[Begin PROVIDED MATERIAL]

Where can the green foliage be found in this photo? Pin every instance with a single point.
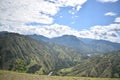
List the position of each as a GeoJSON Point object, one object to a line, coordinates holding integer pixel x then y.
{"type": "Point", "coordinates": [19, 65]}
{"type": "Point", "coordinates": [106, 65]}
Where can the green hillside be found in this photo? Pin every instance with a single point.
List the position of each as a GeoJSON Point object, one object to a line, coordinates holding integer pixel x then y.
{"type": "Point", "coordinates": [106, 65]}
{"type": "Point", "coordinates": [7, 75]}
{"type": "Point", "coordinates": [24, 54]}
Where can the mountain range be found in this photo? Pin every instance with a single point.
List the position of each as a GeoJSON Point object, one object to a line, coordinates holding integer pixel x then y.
{"type": "Point", "coordinates": [66, 55]}
{"type": "Point", "coordinates": [84, 45]}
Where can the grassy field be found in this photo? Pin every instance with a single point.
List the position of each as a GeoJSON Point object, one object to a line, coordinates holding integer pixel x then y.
{"type": "Point", "coordinates": [8, 75]}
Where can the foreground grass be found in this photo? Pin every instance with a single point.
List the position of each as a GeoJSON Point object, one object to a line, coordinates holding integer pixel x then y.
{"type": "Point", "coordinates": [8, 75]}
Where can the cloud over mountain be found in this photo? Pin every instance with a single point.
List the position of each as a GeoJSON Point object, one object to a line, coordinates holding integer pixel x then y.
{"type": "Point", "coordinates": [106, 1]}
{"type": "Point", "coordinates": [15, 14]}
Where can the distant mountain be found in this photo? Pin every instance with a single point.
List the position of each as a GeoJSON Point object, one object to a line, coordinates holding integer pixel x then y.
{"type": "Point", "coordinates": [84, 45]}
{"type": "Point", "coordinates": [39, 37]}
{"type": "Point", "coordinates": [106, 65]}
{"type": "Point", "coordinates": [22, 53]}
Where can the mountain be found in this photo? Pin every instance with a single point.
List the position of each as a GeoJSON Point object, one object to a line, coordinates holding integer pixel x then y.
{"type": "Point", "coordinates": [25, 54]}
{"type": "Point", "coordinates": [84, 45]}
{"type": "Point", "coordinates": [101, 46]}
{"type": "Point", "coordinates": [66, 40]}
{"type": "Point", "coordinates": [105, 65]}
{"type": "Point", "coordinates": [39, 37]}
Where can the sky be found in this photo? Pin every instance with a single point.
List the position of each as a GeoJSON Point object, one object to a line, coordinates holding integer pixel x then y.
{"type": "Point", "coordinates": [96, 19]}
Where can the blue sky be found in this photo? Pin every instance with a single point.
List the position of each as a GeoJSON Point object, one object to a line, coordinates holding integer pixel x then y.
{"type": "Point", "coordinates": [96, 19]}
{"type": "Point", "coordinates": [91, 14]}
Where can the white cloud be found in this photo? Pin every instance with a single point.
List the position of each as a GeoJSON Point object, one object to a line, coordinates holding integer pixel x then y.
{"type": "Point", "coordinates": [109, 32]}
{"type": "Point", "coordinates": [110, 14]}
{"type": "Point", "coordinates": [117, 20]}
{"type": "Point", "coordinates": [105, 1]}
{"type": "Point", "coordinates": [39, 11]}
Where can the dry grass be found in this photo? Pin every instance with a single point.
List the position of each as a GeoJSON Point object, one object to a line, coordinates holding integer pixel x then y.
{"type": "Point", "coordinates": [8, 75]}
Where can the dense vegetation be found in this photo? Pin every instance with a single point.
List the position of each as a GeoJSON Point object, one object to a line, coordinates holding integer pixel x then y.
{"type": "Point", "coordinates": [106, 65]}
{"type": "Point", "coordinates": [7, 75]}
{"type": "Point", "coordinates": [25, 54]}
{"type": "Point", "coordinates": [84, 45]}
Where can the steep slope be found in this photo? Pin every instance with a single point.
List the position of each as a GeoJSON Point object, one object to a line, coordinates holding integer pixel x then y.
{"type": "Point", "coordinates": [84, 45]}
{"type": "Point", "coordinates": [73, 42]}
{"type": "Point", "coordinates": [101, 46]}
{"type": "Point", "coordinates": [106, 65]}
{"type": "Point", "coordinates": [22, 53]}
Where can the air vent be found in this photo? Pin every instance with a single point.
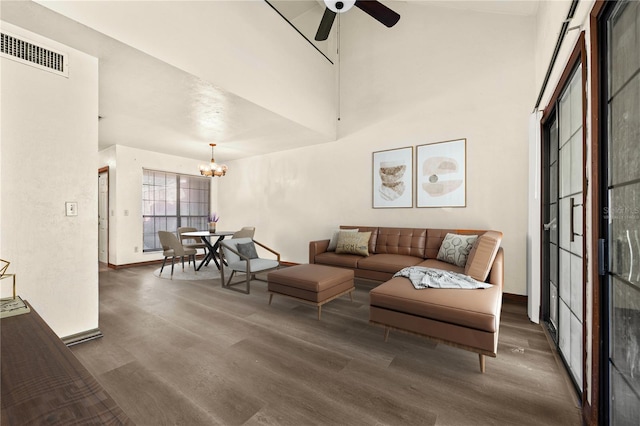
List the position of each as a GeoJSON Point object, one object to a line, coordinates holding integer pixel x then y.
{"type": "Point", "coordinates": [36, 55]}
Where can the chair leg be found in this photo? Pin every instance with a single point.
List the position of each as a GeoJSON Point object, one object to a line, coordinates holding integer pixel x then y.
{"type": "Point", "coordinates": [162, 267]}
{"type": "Point", "coordinates": [482, 363]}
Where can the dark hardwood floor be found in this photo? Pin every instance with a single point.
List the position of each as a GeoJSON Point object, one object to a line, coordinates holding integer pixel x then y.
{"type": "Point", "coordinates": [192, 353]}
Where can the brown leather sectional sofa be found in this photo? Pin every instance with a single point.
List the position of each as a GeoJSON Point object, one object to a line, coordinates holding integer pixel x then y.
{"type": "Point", "coordinates": [468, 319]}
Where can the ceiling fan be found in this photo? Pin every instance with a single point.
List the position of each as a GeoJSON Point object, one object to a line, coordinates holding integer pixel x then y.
{"type": "Point", "coordinates": [373, 8]}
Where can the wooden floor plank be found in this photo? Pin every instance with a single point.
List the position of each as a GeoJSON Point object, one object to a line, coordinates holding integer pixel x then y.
{"type": "Point", "coordinates": [190, 352]}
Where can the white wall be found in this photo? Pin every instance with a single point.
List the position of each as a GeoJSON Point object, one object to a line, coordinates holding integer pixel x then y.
{"type": "Point", "coordinates": [405, 86]}
{"type": "Point", "coordinates": [49, 156]}
{"type": "Point", "coordinates": [248, 50]}
{"type": "Point", "coordinates": [125, 197]}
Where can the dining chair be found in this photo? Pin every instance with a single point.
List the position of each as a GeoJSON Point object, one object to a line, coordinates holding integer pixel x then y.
{"type": "Point", "coordinates": [245, 232]}
{"type": "Point", "coordinates": [240, 255]}
{"type": "Point", "coordinates": [172, 247]}
{"type": "Point", "coordinates": [191, 242]}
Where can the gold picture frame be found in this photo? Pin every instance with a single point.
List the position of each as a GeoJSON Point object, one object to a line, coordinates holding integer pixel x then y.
{"type": "Point", "coordinates": [441, 170]}
{"type": "Point", "coordinates": [392, 175]}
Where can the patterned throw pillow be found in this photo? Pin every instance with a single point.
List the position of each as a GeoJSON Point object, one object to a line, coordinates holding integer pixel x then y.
{"type": "Point", "coordinates": [248, 250]}
{"type": "Point", "coordinates": [334, 238]}
{"type": "Point", "coordinates": [353, 243]}
{"type": "Point", "coordinates": [455, 248]}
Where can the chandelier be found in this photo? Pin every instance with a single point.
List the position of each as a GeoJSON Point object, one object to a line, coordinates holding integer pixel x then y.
{"type": "Point", "coordinates": [213, 169]}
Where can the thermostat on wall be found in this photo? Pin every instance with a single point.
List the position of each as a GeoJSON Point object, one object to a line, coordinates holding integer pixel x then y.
{"type": "Point", "coordinates": [71, 208]}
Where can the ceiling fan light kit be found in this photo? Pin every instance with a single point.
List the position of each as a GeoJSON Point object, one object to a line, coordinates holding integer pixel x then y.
{"type": "Point", "coordinates": [373, 8]}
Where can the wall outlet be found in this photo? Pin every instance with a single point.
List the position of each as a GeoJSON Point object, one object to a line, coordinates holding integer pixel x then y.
{"type": "Point", "coordinates": [71, 208]}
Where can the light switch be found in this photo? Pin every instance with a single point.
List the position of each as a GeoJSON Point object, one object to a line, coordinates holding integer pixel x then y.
{"type": "Point", "coordinates": [71, 208]}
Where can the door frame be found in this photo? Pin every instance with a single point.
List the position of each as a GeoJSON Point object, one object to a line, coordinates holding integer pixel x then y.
{"type": "Point", "coordinates": [100, 171]}
{"type": "Point", "coordinates": [578, 57]}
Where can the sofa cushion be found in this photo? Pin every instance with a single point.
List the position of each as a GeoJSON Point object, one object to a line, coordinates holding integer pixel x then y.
{"type": "Point", "coordinates": [388, 262]}
{"type": "Point", "coordinates": [333, 242]}
{"type": "Point", "coordinates": [248, 250]}
{"type": "Point", "coordinates": [353, 243]}
{"type": "Point", "coordinates": [372, 229]}
{"type": "Point", "coordinates": [476, 309]}
{"type": "Point", "coordinates": [404, 241]}
{"type": "Point", "coordinates": [436, 236]}
{"type": "Point", "coordinates": [482, 255]}
{"type": "Point", "coordinates": [439, 264]}
{"type": "Point", "coordinates": [455, 248]}
{"type": "Point", "coordinates": [342, 260]}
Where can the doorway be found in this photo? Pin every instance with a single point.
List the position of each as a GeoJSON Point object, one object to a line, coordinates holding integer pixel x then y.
{"type": "Point", "coordinates": [103, 216]}
{"type": "Point", "coordinates": [619, 207]}
{"type": "Point", "coordinates": [563, 289]}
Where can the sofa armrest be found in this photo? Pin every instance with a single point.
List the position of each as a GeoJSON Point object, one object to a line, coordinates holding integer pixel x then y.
{"type": "Point", "coordinates": [317, 247]}
{"type": "Point", "coordinates": [496, 275]}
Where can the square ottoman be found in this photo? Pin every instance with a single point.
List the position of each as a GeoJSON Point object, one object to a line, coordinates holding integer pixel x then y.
{"type": "Point", "coordinates": [314, 284]}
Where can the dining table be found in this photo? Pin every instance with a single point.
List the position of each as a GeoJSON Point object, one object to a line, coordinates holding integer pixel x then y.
{"type": "Point", "coordinates": [212, 248]}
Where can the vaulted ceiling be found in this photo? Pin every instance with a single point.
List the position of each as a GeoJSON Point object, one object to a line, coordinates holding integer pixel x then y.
{"type": "Point", "coordinates": [148, 104]}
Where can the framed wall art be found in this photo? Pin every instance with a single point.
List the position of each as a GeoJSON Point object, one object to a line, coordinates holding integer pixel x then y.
{"type": "Point", "coordinates": [441, 174]}
{"type": "Point", "coordinates": [393, 178]}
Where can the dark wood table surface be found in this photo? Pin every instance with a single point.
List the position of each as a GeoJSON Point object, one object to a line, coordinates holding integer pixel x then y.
{"type": "Point", "coordinates": [42, 382]}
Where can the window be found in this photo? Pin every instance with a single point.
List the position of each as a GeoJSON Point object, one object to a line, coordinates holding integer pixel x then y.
{"type": "Point", "coordinates": [170, 201]}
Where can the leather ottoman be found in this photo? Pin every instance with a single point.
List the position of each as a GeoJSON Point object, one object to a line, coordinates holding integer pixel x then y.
{"type": "Point", "coordinates": [314, 284]}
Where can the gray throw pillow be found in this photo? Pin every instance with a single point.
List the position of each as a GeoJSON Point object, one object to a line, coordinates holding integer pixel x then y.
{"type": "Point", "coordinates": [333, 242]}
{"type": "Point", "coordinates": [248, 250]}
{"type": "Point", "coordinates": [455, 248]}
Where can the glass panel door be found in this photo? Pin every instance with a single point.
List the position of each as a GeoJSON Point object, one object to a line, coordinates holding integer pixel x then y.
{"type": "Point", "coordinates": [563, 239]}
{"type": "Point", "coordinates": [623, 211]}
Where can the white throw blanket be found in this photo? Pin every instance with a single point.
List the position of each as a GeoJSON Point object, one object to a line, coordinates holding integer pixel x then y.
{"type": "Point", "coordinates": [422, 277]}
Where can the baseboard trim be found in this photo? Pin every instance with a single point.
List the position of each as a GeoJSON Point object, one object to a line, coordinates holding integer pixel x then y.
{"type": "Point", "coordinates": [82, 337]}
{"type": "Point", "coordinates": [515, 298]}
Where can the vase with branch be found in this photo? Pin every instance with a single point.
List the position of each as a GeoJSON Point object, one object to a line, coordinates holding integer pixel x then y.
{"type": "Point", "coordinates": [213, 220]}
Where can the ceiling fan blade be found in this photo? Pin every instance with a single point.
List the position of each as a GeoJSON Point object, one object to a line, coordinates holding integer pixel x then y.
{"type": "Point", "coordinates": [379, 12]}
{"type": "Point", "coordinates": [325, 25]}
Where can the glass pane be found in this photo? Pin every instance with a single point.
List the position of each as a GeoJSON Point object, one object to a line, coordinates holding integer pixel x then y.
{"type": "Point", "coordinates": [159, 178]}
{"type": "Point", "coordinates": [624, 212]}
{"type": "Point", "coordinates": [553, 183]}
{"type": "Point", "coordinates": [553, 142]}
{"type": "Point", "coordinates": [564, 224]}
{"type": "Point", "coordinates": [576, 101]}
{"type": "Point", "coordinates": [553, 216]}
{"type": "Point", "coordinates": [159, 208]}
{"type": "Point", "coordinates": [172, 224]}
{"type": "Point", "coordinates": [564, 279]}
{"type": "Point", "coordinates": [553, 306]}
{"type": "Point", "coordinates": [625, 45]}
{"type": "Point", "coordinates": [564, 332]}
{"type": "Point", "coordinates": [625, 409]}
{"type": "Point", "coordinates": [565, 170]}
{"type": "Point", "coordinates": [171, 208]}
{"type": "Point", "coordinates": [576, 350]}
{"type": "Point", "coordinates": [576, 286]}
{"type": "Point", "coordinates": [149, 241]}
{"type": "Point", "coordinates": [577, 166]}
{"type": "Point", "coordinates": [624, 152]}
{"type": "Point", "coordinates": [565, 118]}
{"type": "Point", "coordinates": [625, 335]}
{"type": "Point", "coordinates": [148, 226]}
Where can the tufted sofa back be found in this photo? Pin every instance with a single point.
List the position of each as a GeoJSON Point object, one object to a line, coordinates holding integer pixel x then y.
{"type": "Point", "coordinates": [404, 241]}
{"type": "Point", "coordinates": [418, 242]}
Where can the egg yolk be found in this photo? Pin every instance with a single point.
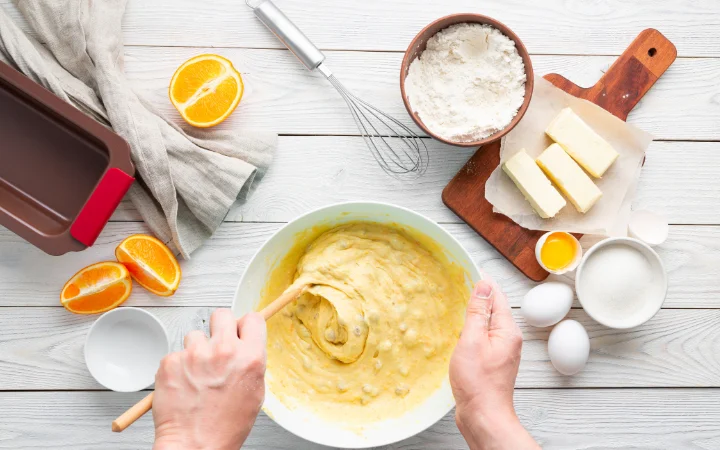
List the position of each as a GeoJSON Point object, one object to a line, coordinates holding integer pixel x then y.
{"type": "Point", "coordinates": [558, 251]}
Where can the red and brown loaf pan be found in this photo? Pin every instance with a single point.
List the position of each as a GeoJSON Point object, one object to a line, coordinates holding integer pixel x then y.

[End PROVIDED MATERIAL]

(DIRECTIONS FOR THIS TASK)
Could you rewrite the entries from the line containing "Where can the egg" through the end of the entries, inclusive, changing "loaf pan" to "baking dish", keeping everything else unchanged, and leaving out the pictures?

(SOLUTION TO THE EXERCISE)
Where can the egg yolk be found in this photo? Pin every instance with a single point.
List the position of each as a GeoJSON Point object, one object to a line, coordinates holding integer pixel x then y.
{"type": "Point", "coordinates": [558, 251]}
Where can the red and brown baking dish be found in this photo? Pin every instance with a single point.
List the position of each as a GeoJSON Point object, one object to a line, coordinates holding integer pixel x then y.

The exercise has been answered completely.